Assignment →
Every entry needs to be written out again exactly.

Data shown →
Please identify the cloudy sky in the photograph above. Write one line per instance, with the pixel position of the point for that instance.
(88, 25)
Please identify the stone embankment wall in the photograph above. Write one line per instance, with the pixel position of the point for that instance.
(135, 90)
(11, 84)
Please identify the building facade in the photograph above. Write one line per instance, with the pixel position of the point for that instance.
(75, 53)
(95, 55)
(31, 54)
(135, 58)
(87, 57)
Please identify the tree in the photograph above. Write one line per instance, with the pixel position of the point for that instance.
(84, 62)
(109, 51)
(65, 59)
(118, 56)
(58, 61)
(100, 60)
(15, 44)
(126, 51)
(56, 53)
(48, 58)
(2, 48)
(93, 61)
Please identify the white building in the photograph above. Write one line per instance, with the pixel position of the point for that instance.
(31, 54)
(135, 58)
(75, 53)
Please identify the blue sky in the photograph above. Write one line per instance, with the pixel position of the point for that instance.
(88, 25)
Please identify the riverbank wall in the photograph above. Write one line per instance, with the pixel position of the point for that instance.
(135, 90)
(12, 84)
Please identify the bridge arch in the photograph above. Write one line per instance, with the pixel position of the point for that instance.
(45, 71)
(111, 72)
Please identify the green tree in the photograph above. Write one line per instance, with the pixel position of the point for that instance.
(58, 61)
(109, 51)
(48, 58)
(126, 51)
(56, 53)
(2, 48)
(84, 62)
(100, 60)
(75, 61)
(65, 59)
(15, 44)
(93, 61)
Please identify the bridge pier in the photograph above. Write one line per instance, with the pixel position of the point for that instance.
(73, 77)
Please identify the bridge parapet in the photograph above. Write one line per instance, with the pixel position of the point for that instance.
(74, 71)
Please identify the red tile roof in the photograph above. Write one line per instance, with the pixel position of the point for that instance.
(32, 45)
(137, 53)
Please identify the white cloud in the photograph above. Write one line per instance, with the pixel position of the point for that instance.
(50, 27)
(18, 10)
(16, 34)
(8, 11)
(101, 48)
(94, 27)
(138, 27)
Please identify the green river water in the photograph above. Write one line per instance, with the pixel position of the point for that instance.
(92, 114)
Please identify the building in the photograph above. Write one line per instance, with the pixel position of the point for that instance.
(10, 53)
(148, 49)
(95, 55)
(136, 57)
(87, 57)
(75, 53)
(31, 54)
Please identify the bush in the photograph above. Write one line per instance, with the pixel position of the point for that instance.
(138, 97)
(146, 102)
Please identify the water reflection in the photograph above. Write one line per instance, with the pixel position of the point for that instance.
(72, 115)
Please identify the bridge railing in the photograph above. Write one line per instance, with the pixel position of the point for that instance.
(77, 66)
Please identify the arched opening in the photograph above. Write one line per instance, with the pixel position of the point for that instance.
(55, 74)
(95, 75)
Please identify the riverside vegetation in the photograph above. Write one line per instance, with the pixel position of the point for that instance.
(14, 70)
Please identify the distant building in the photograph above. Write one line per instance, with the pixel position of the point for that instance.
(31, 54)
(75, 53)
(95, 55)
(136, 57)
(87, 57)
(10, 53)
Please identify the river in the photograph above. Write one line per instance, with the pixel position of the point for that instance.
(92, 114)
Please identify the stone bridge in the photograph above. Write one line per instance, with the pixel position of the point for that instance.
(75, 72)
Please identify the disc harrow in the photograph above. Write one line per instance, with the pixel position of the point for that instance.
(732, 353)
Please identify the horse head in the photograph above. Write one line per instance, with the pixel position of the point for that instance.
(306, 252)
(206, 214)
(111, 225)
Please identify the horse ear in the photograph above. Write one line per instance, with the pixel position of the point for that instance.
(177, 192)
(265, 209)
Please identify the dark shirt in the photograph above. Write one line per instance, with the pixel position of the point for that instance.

Response →
Please identify the cloudy sky in the photograph above. Write one line per instance, with the pixel position of the point for that instance.
(88, 25)
Please identify the stone embankment wall in the photograph above. Write one line per instance, with the pixel position of the point for that instance.
(135, 90)
(11, 84)
Please identify the building facade in the photograph above. Write one line per instance, with the pixel position of the point for that instance.
(75, 53)
(95, 55)
(31, 54)
(135, 58)
(87, 57)
Please identify the tree in the photograph above. Write one line per instance, with the pixel position of the point for that instance.
(84, 62)
(109, 51)
(65, 59)
(118, 56)
(58, 61)
(100, 60)
(15, 44)
(126, 51)
(56, 53)
(48, 58)
(2, 48)
(93, 61)
Please identify the white building in the photograph above. Write one line per instance, with the pixel position of the point for that instance.
(31, 54)
(135, 58)
(75, 53)
Please identify the blue sky in the photograph above. Write one line per instance, with the pixel position of the point for that instance.
(88, 25)
Please identify the riverbank wall in the photograph above. Write one line per instance, with the pixel position of the point for that instance.
(135, 90)
(12, 84)
Please identify the bridge arch in the photograph above. Write one line per instance, with the pixel position of the point for that instance.
(45, 71)
(111, 72)
Please identify the green tree in the photograph above. Write one line per instance, with the pixel position of the point for that instance.
(58, 61)
(109, 51)
(48, 58)
(126, 51)
(56, 53)
(2, 48)
(84, 62)
(100, 60)
(75, 61)
(65, 59)
(15, 44)
(93, 61)
Please identify the bridge pier in the photograph above. Write one line per instance, with the pixel position of the point for that instance.
(73, 77)
Please identify the bridge parapet in the photograph above. Write one line per instance, with the pixel position of the point for that instance.
(74, 71)
Please identify the red tile roof in the photograph above. Write one line per instance, with the pixel position of the point for that instance.
(32, 45)
(137, 53)
Please identify the white cloud in the photograph above. Write one line per instance, with the pixel position of the point for that instance.
(50, 27)
(18, 10)
(16, 34)
(8, 11)
(101, 48)
(94, 27)
(138, 27)
Please identify the green river water in the photograph above. Write one line per instance, with the pixel position of the point for that instance.
(92, 114)
Please identify the building in the photograph above. Write one line per instance, with the pixel position of the point for that instance.
(10, 53)
(148, 49)
(95, 55)
(136, 57)
(87, 57)
(75, 53)
(31, 54)
Please identify the bush in the photograph above. Write one line per instance, with the pixel position of the point for that instance.
(138, 97)
(146, 102)
Please identify the water reflection in the photograph above. Write one line per instance, with the pixel position of the point for that instance.
(72, 115)
Please identify the bridge railing in the photograph above. Write one line per instance, with the pixel position of the point for that instance.
(77, 66)
Please identify the arched opening in the photograph above. Write one line per instance, with the pixel position of the point for that instance.
(55, 74)
(95, 75)
Please identify the riverside vegetation in the photograph above. Write one line per instance, with the pixel position of the point for that instance.
(14, 70)
Please identify the distant building in the photograph above. Write one line per instance, with the pixel position of the point for that instance.
(31, 54)
(75, 53)
(95, 55)
(136, 57)
(87, 57)
(10, 53)
Please identify the river in the photograph above. Write one line per instance, with the pixel position of the point for that instance.
(92, 114)
Please identify the stone bridge in the photograph above. Write one line per instance, with the pixel position of the point for that instance.
(75, 72)
Please identify the disc harrow in the photograph above. Write one line per instance, with the pixel position of the point for that instance.
(732, 353)
Please identify the horse head in the photograph above. Write one line per instance, with the pixel position of the point for that instance.
(306, 252)
(206, 214)
(111, 225)
Please identify the horse ear in the photograph above. Write one line per instance, with the pixel position of the point for that instance.
(177, 192)
(265, 209)
Please identify the dark shirt in the photograph above. Write one line per instance, with the pixel position of the point for that instance.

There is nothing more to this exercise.